— Passage to read —

And now? Now things change. We take control of the client again, relying on open source to force creativity out of us where corporate did not.
I remember the arguments about moving Mozilla to open source. I remember how difficult it was to get anyone to listen to that argument. I remember when they gave in and embraced it in the upper echelons of the company. I remember when they found faith, lost it, and found it again.
Mozilla isn't a triumph of design. It's not a triumph of standards. It's not a triumph of open source. It's the triumph of a handful of committed people inside Netscape, at the grassroots technical level, who believed in a vision; a vision that those at the top of the company seemed to have forgotten - it's a triumph of vision.
People who had the vision to see that only a marketplace of ideas could compete with raw and untidy dollars.
We lose battles every day to people who have more money and less sense; I should know, my company's just been bought by one. (Hello, Liberty Surf Group) Doing things the right way isn't always easy, and it takes a great deal of courage to get it right.
ForumZilla. Jabberzilla. And a handful of others. Who built their systems on top of a shifting codebase and haystack of bugs. Who came up with an idea that, for the first time, have been able to build a cross-platform vision the way that Netscape had originally intended so long ago.
Years later, and all of those marketing slides finally have the possibility of coming true. It's good to see. And we get to do it on source we control, source we can decide how to use. On a platform that embraces the reality of the technical people who make the internet happen: standards aren't about limiting us, they're about facilitating.

— Records shown —
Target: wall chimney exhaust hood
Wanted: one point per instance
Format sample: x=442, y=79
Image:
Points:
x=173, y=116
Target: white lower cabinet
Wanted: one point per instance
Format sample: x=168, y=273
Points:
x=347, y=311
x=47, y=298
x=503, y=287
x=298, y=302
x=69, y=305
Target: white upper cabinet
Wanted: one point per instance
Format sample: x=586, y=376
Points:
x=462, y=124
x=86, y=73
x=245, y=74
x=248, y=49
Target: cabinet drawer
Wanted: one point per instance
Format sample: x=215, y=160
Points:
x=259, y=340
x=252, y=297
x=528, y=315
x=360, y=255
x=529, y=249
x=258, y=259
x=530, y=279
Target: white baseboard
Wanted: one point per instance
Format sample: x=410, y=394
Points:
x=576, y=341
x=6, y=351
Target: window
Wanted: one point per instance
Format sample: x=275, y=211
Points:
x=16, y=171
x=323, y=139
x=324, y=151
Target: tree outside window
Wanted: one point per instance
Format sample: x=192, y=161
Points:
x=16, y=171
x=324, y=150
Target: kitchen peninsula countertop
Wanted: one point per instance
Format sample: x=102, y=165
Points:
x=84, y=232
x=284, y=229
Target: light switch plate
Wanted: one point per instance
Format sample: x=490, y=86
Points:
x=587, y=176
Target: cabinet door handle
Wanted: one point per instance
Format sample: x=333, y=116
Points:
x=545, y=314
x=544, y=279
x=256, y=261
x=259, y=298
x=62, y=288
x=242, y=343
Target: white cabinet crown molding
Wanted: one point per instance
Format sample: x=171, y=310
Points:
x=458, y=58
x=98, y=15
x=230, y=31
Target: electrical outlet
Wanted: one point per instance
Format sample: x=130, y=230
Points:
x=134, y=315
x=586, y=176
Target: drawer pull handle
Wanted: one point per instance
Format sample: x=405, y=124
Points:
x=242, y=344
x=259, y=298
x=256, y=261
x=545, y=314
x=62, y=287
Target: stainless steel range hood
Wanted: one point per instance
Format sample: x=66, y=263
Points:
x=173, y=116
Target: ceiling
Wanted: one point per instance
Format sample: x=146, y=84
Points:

---

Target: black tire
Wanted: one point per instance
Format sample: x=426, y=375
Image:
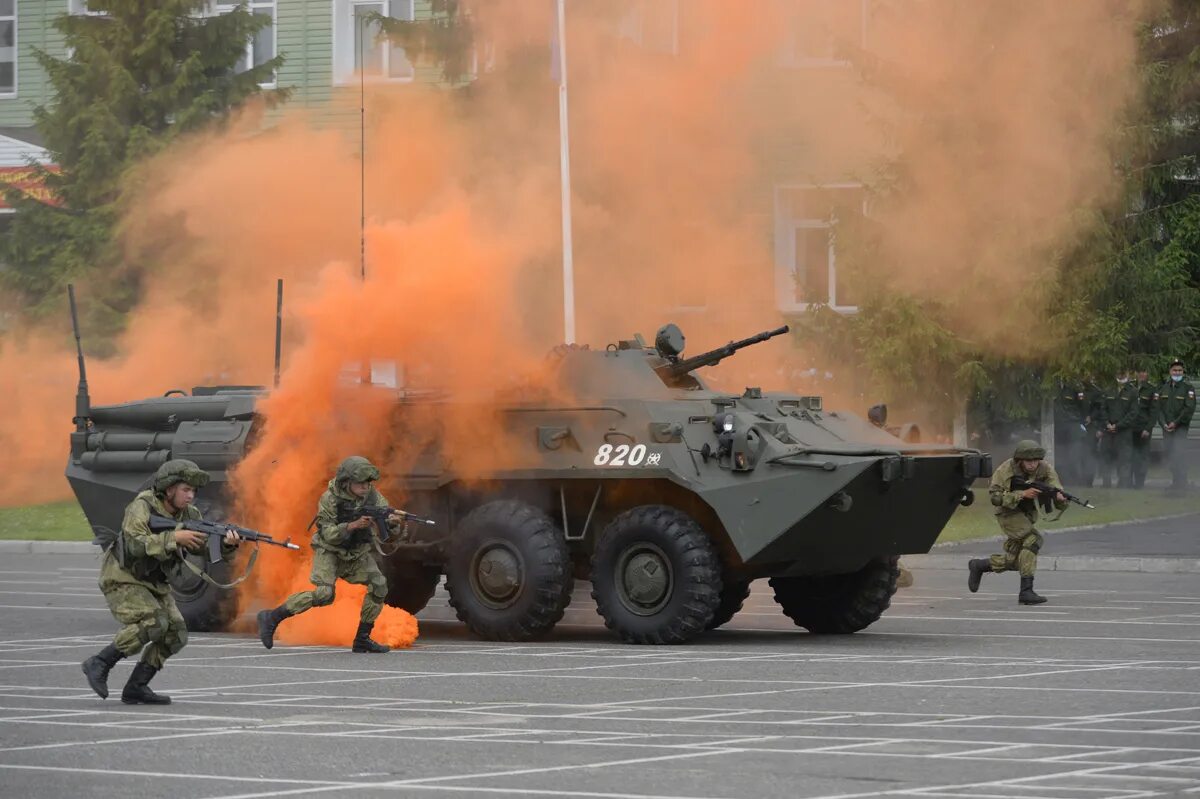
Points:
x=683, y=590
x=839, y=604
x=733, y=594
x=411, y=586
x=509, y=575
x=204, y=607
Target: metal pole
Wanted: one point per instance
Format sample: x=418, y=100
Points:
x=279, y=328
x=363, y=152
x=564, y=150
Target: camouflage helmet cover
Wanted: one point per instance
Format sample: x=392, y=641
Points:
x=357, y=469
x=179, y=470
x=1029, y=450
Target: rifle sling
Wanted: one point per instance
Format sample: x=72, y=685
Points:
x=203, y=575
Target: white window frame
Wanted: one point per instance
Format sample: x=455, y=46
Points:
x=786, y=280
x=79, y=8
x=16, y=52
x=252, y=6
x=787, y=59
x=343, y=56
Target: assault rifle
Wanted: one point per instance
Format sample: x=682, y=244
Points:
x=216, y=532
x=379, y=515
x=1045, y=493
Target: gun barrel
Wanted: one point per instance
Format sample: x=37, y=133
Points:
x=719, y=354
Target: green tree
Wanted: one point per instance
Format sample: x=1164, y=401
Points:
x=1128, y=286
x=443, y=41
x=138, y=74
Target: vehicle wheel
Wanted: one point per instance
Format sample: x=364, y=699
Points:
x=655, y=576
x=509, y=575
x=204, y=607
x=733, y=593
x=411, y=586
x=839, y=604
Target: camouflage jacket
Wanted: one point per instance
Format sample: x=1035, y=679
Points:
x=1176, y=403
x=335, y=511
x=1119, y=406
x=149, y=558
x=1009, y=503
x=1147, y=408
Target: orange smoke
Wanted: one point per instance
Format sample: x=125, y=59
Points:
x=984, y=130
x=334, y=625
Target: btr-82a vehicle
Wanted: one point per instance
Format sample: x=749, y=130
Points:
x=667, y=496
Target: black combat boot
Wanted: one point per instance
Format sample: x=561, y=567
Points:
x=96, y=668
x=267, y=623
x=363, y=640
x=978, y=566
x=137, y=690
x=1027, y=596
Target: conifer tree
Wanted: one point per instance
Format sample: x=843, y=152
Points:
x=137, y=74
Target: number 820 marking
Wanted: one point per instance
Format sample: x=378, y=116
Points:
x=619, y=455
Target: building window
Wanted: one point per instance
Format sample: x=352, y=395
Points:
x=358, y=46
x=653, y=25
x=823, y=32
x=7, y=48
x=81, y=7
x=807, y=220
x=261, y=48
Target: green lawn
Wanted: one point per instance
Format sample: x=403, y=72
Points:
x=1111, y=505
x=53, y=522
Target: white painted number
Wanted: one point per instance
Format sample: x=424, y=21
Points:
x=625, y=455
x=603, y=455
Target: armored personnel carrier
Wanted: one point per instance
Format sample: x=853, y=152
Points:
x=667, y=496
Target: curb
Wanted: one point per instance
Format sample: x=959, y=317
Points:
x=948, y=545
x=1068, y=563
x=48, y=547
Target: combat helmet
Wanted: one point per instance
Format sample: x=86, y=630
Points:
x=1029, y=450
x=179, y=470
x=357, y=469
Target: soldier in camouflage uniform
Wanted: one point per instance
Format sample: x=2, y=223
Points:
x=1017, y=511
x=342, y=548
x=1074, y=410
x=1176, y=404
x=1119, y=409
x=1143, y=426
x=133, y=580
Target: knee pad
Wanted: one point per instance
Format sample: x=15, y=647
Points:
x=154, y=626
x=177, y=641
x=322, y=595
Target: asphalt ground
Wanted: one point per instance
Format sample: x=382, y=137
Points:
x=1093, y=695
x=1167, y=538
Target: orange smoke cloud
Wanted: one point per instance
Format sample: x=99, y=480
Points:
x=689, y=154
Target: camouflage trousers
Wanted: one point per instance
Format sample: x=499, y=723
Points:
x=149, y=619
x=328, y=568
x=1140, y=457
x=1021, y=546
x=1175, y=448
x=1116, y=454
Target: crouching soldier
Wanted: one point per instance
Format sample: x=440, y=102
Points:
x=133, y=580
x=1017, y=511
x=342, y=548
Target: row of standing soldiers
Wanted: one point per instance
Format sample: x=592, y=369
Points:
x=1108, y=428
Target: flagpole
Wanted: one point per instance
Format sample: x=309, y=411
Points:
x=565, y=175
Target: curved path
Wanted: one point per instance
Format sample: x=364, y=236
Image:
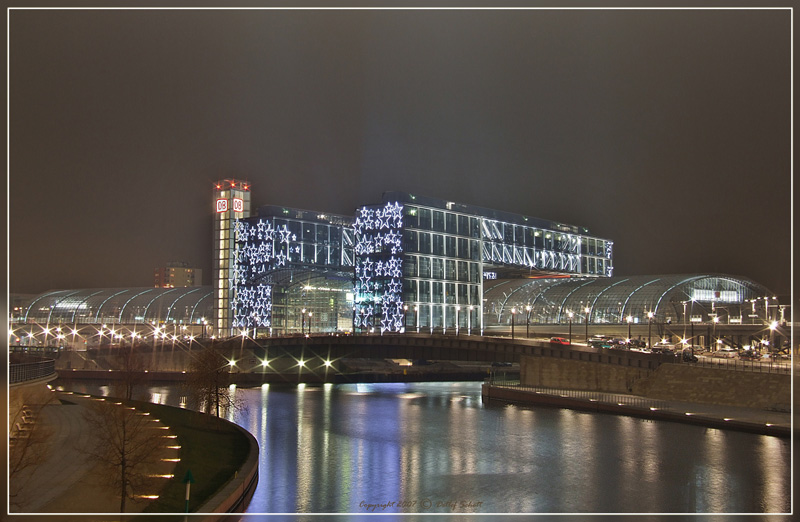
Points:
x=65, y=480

— Tasks —
(A) In the essay on Mozilla, rewrite the paragraph beginning "Mozilla isn't a triumph of design" more briefly, keeping its main facts.
(B) Which two projects does the essay on Mozilla name right before "And a handful of others"?
(C) Resume the essay on Mozilla from the point where it stops.

— Answers given —
(A) Mozilla's success doesn't come from design, standards or open source. It comes from a few committed people at Netscape's grassroots technical level who held onto a vision that the company's leaders seemed to have forgotten. It is a triumph of vision.

(B) ForumZilla and Jabberzilla.

(C)
This isn't "the dawn of a new age" or any such solipsisms of faith - twenty years ago, your parents learned to program computers with punch cards. Ten years ago, there was an active internet to use. And tomorrow, there might be one that is as active as it is today, but with the quality of interaction we had then. Add signal, and add noise; sure there's a lot of signal out there, but we haven't got the tools to make it easy to find without the noise anymore.
With luck, maybe this will all start to change.
Good luck to the developers at the Mozilla project, to the individuals and corporations who have chosen to embed their engine, to the developers who have chosen to embrace their XUL/JS/DOM/RDF/XML vision of the future of portable clients: you determine not only the fate of Mozilla, but the first major creative change in the internet platform since the creation of the Instant Messenger and Napster; a platform on which to build your IMs, your Napsters, your whatever-the-hell-the-next-big-thing-is in a way that prevents everyone from having to reinvent the wheel on every platform other than and including Microsoft's.
And good luck to us; we'll need it to survive the beta testing. :)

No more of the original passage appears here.